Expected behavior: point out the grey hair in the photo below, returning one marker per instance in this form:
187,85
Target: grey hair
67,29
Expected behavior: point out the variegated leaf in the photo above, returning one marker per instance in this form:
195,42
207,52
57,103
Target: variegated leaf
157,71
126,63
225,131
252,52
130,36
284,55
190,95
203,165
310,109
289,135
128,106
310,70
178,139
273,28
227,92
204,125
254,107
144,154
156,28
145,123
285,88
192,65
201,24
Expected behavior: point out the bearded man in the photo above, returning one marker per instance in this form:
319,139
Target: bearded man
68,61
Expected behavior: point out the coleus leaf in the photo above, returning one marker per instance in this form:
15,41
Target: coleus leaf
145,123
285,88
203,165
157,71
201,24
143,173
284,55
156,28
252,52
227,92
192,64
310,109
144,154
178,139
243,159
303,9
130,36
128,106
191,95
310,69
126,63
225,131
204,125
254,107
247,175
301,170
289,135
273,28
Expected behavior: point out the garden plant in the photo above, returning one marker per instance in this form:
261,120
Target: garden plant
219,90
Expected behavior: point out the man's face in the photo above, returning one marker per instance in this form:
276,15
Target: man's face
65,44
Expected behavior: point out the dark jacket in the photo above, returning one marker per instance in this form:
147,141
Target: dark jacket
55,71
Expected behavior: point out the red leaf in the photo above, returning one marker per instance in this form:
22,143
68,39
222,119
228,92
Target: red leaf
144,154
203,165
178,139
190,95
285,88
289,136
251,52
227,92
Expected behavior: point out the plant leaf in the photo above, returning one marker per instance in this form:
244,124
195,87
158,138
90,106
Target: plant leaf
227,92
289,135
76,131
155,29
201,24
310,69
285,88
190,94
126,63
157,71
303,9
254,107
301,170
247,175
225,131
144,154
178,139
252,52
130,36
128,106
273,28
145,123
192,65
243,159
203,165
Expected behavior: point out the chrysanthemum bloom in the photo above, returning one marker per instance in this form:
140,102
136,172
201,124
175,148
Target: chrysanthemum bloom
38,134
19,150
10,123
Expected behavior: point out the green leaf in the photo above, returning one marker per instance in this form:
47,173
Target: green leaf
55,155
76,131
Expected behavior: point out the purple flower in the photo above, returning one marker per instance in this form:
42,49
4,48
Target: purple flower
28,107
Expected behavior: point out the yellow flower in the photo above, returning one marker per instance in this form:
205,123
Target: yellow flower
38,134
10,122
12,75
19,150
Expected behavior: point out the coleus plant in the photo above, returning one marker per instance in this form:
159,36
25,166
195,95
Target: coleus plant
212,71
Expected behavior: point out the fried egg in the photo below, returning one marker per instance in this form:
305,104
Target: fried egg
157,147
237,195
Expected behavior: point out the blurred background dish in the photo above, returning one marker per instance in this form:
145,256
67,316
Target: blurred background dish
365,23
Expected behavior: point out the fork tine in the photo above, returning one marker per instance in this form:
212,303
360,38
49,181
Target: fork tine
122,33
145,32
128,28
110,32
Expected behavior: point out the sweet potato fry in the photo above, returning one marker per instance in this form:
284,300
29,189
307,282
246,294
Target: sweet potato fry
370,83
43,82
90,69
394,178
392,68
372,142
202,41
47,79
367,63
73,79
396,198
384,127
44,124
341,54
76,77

* _WHAT YOU NEED TO DO_
What is the number of lines above that contain "below"? Reply with that number only.

* _SOLVED PROBLEM_
2